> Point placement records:
— begin —

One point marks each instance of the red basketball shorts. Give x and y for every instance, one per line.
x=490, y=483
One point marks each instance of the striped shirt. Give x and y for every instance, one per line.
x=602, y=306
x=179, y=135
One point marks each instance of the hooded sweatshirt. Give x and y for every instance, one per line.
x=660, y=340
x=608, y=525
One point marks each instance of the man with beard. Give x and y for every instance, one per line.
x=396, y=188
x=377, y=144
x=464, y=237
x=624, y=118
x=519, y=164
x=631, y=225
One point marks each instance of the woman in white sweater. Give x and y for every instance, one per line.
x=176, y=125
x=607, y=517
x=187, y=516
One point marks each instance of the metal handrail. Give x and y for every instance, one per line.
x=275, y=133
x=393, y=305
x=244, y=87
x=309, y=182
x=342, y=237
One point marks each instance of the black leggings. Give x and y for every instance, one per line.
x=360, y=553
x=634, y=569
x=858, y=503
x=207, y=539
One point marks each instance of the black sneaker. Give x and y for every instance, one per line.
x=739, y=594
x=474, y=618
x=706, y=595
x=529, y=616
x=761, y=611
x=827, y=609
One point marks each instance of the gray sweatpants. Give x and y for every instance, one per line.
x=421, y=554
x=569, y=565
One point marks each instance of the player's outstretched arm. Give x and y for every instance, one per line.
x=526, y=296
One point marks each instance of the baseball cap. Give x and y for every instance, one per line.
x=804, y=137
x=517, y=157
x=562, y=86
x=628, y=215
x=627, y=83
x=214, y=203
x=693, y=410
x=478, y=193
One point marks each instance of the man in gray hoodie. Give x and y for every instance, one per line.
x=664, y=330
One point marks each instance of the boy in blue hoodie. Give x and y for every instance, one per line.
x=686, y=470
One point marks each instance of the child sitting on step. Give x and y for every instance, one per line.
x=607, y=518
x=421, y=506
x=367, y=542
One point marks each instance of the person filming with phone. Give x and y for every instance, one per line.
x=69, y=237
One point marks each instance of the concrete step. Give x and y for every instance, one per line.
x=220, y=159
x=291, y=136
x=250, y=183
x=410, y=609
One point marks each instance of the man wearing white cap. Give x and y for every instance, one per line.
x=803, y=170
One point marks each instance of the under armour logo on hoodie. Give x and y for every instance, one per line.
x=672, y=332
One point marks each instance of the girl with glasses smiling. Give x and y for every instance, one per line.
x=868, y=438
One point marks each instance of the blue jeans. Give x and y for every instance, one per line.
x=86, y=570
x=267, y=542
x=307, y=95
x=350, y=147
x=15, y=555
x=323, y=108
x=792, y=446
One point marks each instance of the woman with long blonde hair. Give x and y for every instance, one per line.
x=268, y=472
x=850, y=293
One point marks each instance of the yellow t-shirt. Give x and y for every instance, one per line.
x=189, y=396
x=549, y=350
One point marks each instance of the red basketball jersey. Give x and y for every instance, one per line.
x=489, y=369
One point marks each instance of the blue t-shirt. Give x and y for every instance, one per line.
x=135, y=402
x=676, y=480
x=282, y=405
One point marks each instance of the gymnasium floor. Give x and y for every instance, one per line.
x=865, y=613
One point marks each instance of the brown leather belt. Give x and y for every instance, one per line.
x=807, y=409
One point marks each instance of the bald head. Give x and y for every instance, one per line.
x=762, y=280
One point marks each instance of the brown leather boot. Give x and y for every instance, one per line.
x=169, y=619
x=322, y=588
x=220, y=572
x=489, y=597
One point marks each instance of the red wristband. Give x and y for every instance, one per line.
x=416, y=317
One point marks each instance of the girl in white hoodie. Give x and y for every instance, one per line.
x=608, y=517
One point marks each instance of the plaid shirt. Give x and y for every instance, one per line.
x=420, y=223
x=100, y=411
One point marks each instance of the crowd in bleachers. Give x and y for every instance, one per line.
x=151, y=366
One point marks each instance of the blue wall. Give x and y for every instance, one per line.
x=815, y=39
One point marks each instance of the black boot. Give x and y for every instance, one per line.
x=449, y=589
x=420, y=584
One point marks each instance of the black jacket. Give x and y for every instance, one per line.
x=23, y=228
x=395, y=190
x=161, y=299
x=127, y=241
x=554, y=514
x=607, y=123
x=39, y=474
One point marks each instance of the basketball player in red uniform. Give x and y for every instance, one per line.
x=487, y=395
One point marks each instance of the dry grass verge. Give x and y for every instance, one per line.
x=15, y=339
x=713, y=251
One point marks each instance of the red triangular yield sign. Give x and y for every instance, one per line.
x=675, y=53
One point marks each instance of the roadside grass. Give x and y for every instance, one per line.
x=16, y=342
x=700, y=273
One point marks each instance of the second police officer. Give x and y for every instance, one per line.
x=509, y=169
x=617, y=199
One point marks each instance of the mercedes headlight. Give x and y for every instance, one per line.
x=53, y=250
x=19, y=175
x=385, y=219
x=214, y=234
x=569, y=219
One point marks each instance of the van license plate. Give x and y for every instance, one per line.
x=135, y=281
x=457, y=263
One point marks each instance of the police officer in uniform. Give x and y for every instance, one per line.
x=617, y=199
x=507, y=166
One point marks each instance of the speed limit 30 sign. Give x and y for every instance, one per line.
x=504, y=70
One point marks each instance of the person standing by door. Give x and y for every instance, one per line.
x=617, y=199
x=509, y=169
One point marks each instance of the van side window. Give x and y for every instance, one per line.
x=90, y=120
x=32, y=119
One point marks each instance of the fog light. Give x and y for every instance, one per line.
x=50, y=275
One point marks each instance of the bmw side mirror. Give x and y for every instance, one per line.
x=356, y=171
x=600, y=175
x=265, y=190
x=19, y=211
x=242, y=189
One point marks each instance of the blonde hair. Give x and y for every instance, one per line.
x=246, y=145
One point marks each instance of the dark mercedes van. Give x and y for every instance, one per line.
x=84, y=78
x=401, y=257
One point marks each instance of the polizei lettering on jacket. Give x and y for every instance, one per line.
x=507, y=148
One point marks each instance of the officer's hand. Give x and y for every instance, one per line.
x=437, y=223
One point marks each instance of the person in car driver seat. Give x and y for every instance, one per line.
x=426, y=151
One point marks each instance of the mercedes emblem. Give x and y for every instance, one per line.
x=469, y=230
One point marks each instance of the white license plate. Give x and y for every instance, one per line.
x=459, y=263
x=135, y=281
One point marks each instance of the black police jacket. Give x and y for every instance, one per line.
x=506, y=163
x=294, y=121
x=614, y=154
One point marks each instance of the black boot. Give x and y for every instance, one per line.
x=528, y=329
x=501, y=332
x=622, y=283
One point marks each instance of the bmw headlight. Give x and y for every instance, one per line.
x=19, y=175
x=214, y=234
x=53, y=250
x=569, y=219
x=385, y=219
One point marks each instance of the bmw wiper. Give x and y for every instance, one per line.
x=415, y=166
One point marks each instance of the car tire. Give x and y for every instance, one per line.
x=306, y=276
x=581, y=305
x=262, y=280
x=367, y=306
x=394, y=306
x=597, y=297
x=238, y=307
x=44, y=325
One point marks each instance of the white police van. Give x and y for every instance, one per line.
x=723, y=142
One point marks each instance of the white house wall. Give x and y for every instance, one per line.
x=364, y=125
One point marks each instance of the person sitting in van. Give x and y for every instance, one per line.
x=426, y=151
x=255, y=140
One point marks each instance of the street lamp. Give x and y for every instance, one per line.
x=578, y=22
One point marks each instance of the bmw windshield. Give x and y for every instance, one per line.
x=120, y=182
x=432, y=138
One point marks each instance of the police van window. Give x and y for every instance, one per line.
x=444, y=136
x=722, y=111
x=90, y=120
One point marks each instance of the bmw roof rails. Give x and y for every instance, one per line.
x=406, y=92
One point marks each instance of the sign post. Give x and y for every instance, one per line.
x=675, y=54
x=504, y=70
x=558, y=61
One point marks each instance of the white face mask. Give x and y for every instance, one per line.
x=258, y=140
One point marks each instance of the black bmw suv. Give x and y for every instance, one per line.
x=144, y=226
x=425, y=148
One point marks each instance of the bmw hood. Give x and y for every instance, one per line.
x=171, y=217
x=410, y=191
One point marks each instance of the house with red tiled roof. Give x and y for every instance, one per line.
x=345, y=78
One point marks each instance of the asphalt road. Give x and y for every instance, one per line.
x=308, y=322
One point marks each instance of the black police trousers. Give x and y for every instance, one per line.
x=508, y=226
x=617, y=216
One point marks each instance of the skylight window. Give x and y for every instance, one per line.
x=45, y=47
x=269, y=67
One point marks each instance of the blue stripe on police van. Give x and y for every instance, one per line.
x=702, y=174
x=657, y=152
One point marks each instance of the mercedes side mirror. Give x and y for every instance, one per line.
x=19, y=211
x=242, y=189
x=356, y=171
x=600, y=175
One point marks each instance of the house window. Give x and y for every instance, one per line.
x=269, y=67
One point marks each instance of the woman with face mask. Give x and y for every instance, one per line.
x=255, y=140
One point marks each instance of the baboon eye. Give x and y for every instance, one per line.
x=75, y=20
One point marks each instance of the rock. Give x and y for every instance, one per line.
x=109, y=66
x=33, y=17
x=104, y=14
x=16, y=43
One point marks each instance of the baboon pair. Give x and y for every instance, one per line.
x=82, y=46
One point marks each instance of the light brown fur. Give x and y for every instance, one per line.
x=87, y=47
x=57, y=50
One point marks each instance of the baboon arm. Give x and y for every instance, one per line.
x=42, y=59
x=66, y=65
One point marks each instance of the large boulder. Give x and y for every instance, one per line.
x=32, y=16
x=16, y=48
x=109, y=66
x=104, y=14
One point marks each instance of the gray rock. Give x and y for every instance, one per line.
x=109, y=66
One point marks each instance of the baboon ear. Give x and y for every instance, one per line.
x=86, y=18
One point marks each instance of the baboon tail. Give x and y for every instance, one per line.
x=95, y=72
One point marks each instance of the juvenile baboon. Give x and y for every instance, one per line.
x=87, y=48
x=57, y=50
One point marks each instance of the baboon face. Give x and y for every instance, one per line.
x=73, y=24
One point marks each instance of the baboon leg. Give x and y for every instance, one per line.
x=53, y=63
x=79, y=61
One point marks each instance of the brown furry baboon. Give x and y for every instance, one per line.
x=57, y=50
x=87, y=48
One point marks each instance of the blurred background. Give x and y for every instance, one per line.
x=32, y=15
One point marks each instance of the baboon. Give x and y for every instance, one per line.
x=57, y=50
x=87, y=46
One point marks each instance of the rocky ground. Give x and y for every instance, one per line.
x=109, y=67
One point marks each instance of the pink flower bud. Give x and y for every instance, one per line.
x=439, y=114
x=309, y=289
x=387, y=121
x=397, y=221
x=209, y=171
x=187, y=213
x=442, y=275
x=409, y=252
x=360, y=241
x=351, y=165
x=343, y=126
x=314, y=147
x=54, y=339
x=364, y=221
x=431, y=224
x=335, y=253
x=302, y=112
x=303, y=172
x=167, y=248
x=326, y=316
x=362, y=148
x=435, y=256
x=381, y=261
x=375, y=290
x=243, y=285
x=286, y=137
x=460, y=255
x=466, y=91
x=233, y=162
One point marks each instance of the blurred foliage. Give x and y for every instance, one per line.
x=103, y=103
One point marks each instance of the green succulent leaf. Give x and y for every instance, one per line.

— end —

> Problem:
Retype the lines from the start of the records through the line that contains "x=478, y=193", inclusive, reproducing them exactly.

> Reply to the task:
One point marks each instance of the red basketball shorts. Give x and y for every instance, one per line.
x=490, y=483
One point marks each instance of the striped shirt. Give x and y for every instance, one per line.
x=602, y=306
x=179, y=135
One point marks each instance of the hooded sweatshirt. Give x and y for every instance, one per line.
x=660, y=340
x=608, y=525
One point marks each instance of the man with beard. Give x and y for every instance, one per line.
x=396, y=188
x=377, y=144
x=464, y=237
x=624, y=118
x=519, y=164
x=631, y=225
One point marks each instance of the woman in white sweater. Give x and y for every instance, one per line.
x=176, y=125
x=607, y=517
x=187, y=516
One point marks each instance of the metal handrail. Give x and y for every instance, one per line.
x=275, y=133
x=393, y=305
x=244, y=87
x=309, y=182
x=342, y=237
One point marks each instance of the black leggings. Give x and y for every instance, one per line.
x=360, y=553
x=634, y=569
x=858, y=503
x=207, y=539
One point marks each instance of the black sneaker. Give x and y for every instance, one per line.
x=739, y=594
x=474, y=618
x=706, y=595
x=529, y=616
x=761, y=611
x=827, y=609
One point marks each instance of the gray sweatpants. Give x and y for every instance, one per line.
x=421, y=554
x=569, y=565
One point marks each instance of the player's outstretched arm. Give x and y for every instance, one per line.
x=526, y=296
One point marks each instance of the baseball cap. Give x and y for every instance, one per line.
x=804, y=137
x=517, y=157
x=562, y=86
x=628, y=215
x=627, y=83
x=214, y=203
x=693, y=410
x=478, y=193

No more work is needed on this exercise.